_What is asked_
A - Report each line of the entries below that contains the word "black", copying it in full.
B - Continue the recollection of Butthole Surfers concerts below, starting right after its final sentence.

_Selected text_
Let me put it to you another way, who except the Butthole Surfers would hire GWAR as their opening act without fearing in the slightest that they would be upstaged? That’s an achievement! It’s well-known that Kurt Cobain and Courtney Love met at a Butthole Surfers concert and this makes perfect sense.

I saw the Butthole Surfers at the Pyramid Club, Danceteria, CBGBs, The Cat Club, The Ritz, The World, and the Brooklyn Academy of Music. A “typical” evening with the Butthole Surfers involved nudity, tearing stuffed animals apart, strobe lights, Gibby lighting his own hand on fire with lighter fluid (he’d stare at his flaming hand like a drooling moron before putting the fire out by sticking his hand down his pants) and then the drumkits.

The last time I saw the group live, it was at The Lyric Theater, a faded 42nd Street porno palace that was about to be torn down. It smelled of semen and bleach and the floors were sticky. The fact that this fleapit was going to soon be leveled seemed to give the band—and the audience—the license to destroy it early.

I have it on good account that the promoter of the show gave lead vocalist Gibby Haynes six hits of acid before this performance, thinking he was giving him enough for the entire band, only to see him pop them all into his mouth at once. Watching him on-stage that night, as the group played a berserk version of Gordon Lightfoot’s folky epic “The Wreck of the Edmund Fitzgerald,” I wondered if he, or the audience, would ever recover.

Gibby screamed into a bullhorn, the dual drummers hit flaming cymbals and they projected 16mm films of bloody operations, people with Down’s syndrome dancing in top hats and tails and a man with a gigantic sombrero that was revealed to be much larger than a house. If Beelzebub himself would have come out to jam with the band for the encore, no one would have been the least bit surprised.

_Photo object pointing records_
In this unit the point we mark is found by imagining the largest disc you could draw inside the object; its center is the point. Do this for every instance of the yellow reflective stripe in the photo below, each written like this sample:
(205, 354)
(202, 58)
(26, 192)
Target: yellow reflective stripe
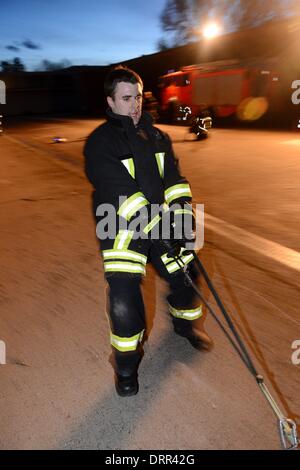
(160, 156)
(123, 239)
(127, 254)
(126, 344)
(183, 211)
(189, 314)
(129, 165)
(124, 267)
(176, 191)
(152, 224)
(132, 205)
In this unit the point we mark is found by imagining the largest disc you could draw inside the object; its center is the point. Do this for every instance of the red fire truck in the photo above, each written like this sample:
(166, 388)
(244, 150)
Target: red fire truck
(222, 88)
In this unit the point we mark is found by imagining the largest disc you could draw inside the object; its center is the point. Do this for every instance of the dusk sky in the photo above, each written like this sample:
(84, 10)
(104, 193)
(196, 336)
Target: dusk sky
(86, 32)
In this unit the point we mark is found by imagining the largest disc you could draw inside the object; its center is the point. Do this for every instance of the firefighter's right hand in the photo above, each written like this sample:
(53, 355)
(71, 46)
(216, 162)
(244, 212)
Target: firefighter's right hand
(172, 247)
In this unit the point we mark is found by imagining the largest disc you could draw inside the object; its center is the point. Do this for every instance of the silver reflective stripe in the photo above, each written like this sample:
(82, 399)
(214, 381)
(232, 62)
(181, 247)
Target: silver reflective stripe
(176, 191)
(126, 344)
(188, 314)
(160, 159)
(129, 165)
(123, 239)
(183, 211)
(126, 254)
(123, 266)
(132, 205)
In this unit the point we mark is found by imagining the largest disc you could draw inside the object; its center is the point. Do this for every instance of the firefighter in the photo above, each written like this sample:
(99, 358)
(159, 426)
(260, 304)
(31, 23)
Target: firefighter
(136, 177)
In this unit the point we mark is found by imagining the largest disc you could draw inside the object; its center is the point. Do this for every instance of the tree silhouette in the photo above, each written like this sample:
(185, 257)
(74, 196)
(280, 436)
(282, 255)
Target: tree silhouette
(181, 20)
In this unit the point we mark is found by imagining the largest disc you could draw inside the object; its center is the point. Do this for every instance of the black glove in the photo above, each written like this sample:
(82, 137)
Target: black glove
(172, 247)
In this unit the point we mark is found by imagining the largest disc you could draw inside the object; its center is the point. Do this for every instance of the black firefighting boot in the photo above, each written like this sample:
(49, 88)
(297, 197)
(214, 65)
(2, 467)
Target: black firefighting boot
(126, 376)
(197, 338)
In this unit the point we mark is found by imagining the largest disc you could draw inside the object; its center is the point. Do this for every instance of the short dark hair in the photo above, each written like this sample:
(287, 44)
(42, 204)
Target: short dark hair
(117, 75)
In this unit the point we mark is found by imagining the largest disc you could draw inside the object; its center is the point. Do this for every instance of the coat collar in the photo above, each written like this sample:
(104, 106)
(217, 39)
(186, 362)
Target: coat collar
(126, 122)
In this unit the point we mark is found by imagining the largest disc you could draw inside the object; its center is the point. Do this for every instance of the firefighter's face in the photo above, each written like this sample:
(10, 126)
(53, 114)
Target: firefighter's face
(127, 100)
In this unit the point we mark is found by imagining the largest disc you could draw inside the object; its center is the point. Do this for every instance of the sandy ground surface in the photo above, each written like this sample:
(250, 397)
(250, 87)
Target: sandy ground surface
(57, 388)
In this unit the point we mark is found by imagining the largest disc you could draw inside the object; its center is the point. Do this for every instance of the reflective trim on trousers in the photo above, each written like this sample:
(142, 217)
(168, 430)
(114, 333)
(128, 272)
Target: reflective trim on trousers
(176, 191)
(126, 344)
(123, 239)
(124, 267)
(188, 314)
(129, 165)
(160, 159)
(125, 254)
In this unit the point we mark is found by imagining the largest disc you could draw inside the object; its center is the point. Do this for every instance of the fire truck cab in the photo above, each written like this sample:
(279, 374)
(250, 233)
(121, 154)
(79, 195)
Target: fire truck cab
(221, 88)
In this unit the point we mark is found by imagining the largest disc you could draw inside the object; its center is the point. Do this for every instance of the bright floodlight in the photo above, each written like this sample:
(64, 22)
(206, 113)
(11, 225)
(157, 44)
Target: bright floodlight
(211, 30)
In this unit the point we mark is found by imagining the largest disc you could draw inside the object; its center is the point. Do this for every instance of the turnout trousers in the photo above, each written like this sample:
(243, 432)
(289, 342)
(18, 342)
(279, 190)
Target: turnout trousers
(125, 306)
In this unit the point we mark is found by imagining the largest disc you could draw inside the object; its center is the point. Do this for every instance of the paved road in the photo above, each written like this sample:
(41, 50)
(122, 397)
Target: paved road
(57, 389)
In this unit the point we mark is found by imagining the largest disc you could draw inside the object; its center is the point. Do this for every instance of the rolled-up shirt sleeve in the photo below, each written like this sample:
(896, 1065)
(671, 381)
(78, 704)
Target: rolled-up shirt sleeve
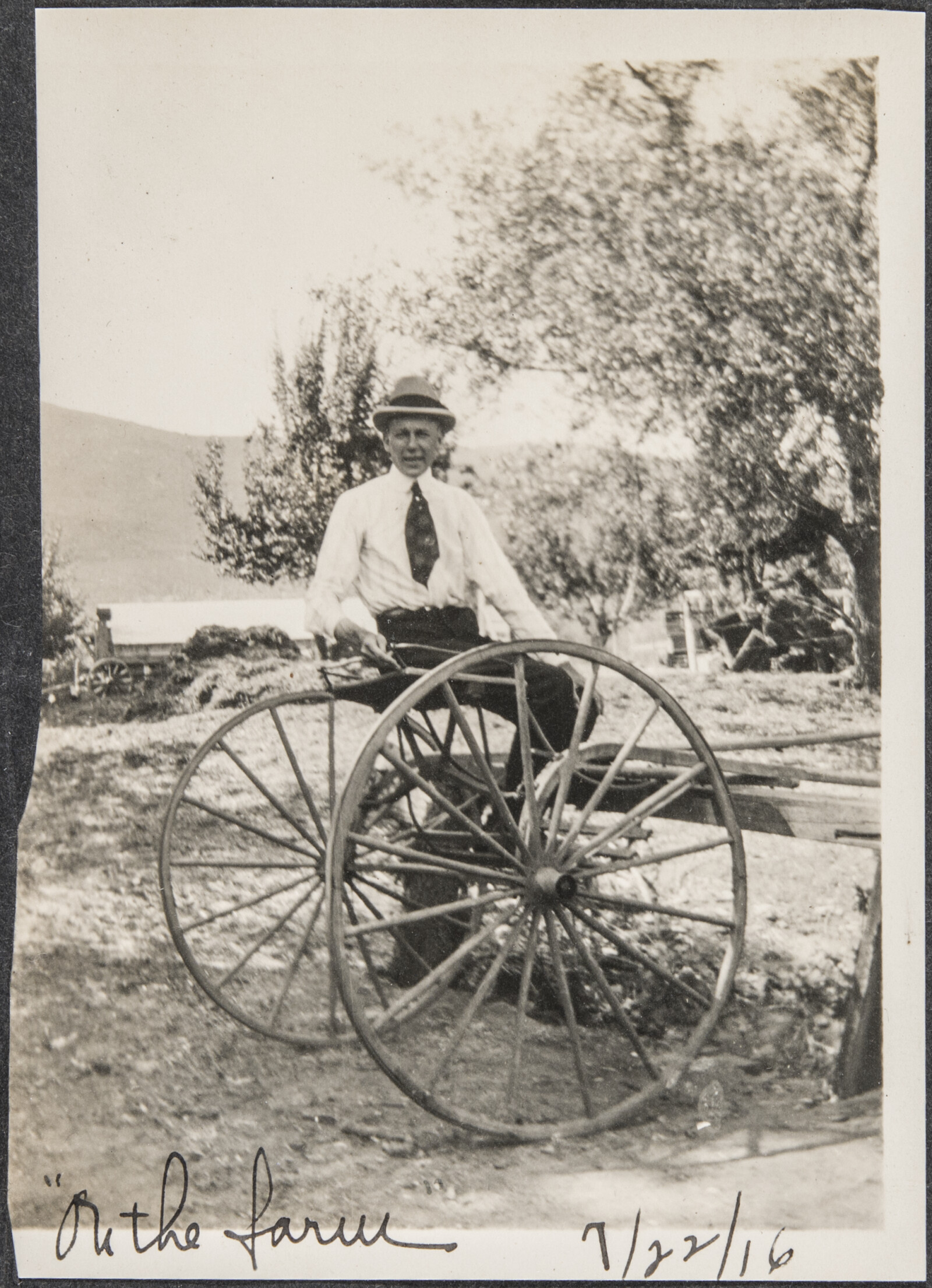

_Task-by-task outputs_
A -
In this unit the point we mark is found by imagining the largest disc you could draw inside the object; its center is the point. Do this for every instance of the black glove in the photo above, each written like this sample:
Target: black glove
In this unit the point we mark is found by imagining the largest disc you could draw inside the object; its center is the point. Do this for every instance of the black firefighting boot in the photo above, each written like this sample:
Target: black firefighting boot

B -
If the music they made in the 1990s is anything to go by, the bad-living caught up to them. After 1987’s Locust Abortion Technicians, they quickly became an uninspired parody of themselves, tarting up their sound to appeal to MTV’s 120 Minutes audience. I’ve had copies of all their albums since and I could seldom get past one listen.

Sadly the brain-crushing early work of the group has become somewhat obscure and I don’t think a lot of younger people know much about them. This is a real pity. Their Psychic… Powerless… Another Man’s Sac (1984) is a flat-out masterpiece. A stunner. Nothing—and I mean nothing—else sounds like it. 1986’s Rembrandt Pussyhorse and Locust Abortion Technician (1987) are also quite amazing albums. Here’s a sampling of some of their finest moments

“And son, if you see your mom this weekend, be sure and tell her….” Listen to one of the Butthole Surfer’s most infamous numbers, a tongue-in-cheek Black Sabbath tribute called “Sweat Loaf”
 

 
My favorite Butthole Surfers song, the bone-crushing “Cherub”:
 

 
Below, a moment edited from the laugh-out-loud funny “Bed In” interview from the Blind Eye Sees All live video. (See complete video below)
 

 
This video somewhat captures the infernal, chaotic insanity of a Butthole Surfers show and you can (more or less) see what Kathleen Lynch got up to onstage with them at about 30 seconds in. Shot in Bremen, Germany in 1987.
 

 
After the jump, backstage with the Butthole Surfers and live in Detroit, 1985.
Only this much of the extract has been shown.